§ REQUIRED WORK
Set down every entry again exactly as it stands below.

Region pointing data
* * *

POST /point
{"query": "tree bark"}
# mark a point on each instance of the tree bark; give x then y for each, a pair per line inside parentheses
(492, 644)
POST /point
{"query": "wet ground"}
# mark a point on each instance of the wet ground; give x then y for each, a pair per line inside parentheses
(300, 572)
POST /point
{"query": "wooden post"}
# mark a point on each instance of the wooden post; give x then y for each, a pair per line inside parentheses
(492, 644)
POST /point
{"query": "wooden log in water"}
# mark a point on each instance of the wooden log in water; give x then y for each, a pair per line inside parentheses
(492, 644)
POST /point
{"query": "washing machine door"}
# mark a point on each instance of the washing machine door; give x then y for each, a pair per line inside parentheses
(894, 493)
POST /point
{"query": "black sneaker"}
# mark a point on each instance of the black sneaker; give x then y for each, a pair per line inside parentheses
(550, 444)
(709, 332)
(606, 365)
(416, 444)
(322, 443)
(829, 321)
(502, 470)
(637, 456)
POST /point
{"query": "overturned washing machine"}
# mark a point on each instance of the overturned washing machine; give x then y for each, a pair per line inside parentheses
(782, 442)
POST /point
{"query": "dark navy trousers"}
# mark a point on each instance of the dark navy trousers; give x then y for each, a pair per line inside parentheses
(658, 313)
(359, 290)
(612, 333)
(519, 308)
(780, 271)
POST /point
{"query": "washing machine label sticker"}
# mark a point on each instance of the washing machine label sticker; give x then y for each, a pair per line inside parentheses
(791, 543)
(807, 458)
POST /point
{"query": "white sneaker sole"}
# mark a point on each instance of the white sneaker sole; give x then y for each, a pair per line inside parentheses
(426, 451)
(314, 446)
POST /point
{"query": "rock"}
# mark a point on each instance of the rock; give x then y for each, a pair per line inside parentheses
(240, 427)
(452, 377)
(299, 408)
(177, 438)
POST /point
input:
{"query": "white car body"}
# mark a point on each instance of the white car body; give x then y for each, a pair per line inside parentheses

* * *

§ EXERCISE ANSWER
POST /point
{"query": "tree bark"}
# mark a point on each instance of the tree bark; give x then y for each, a pair per line inside parentheses
(492, 644)
POST /point
{"query": "wet ground"}
# mark a point on each instance of the wet ground; give x then y for each, a pair per line inside parentheses
(300, 572)
POST /point
{"query": "wooden post"}
# mark a point on each instance of the wooden post; give x then y for each, a pair per line inside parentheses
(492, 644)
POST /point
{"query": "wooden log in water"}
# mark a point on each instance of the wooden log in water; give x then y for each, a pair per line inside parentheses
(492, 644)
POST /point
{"query": "washing machine door"}
# mark a point on each instance of the washing machine door; give x then y for each, a pair per line inside parentheses
(894, 493)
POST /point
{"query": "black sneaker"}
# mark a point on each instance of the black sneaker; give x then y for each, a pair per line inside parentheses
(550, 444)
(709, 332)
(606, 365)
(416, 444)
(322, 443)
(829, 321)
(502, 470)
(637, 456)
POST /point
{"query": "overturned washing machine"}
# mark a point on each instance of the overturned washing machine; give x then y for each, a pair per line inside parentheses
(782, 442)
POST /point
{"query": "dark navy trousers"}
# mark a point on each instance of the dark navy trousers; give x then y for each, a pair per line inside parentheses
(658, 313)
(359, 290)
(612, 333)
(519, 308)
(780, 271)
POST /point
{"query": "washing machine label sticker"}
# mark a point on each instance of the washing machine label sticker; give x then y for each, a pair per line inside parentheses
(791, 543)
(807, 458)
POST /point
{"query": "white sneaker sole"}
# mark a point on each instance of the white sneaker sole; give x then y for each, a pair per line inside parentheses
(426, 451)
(314, 446)
POST /point
{"query": "rock"}
# mark a point on each instance of the rock; give x then y for each, a pair per line inside parentheses
(240, 427)
(452, 377)
(299, 408)
(177, 438)
POST /point
input:
{"query": "white car body"}
# mark a point on each instance of the white car body; give x then y for each, a pair per line inside parentheses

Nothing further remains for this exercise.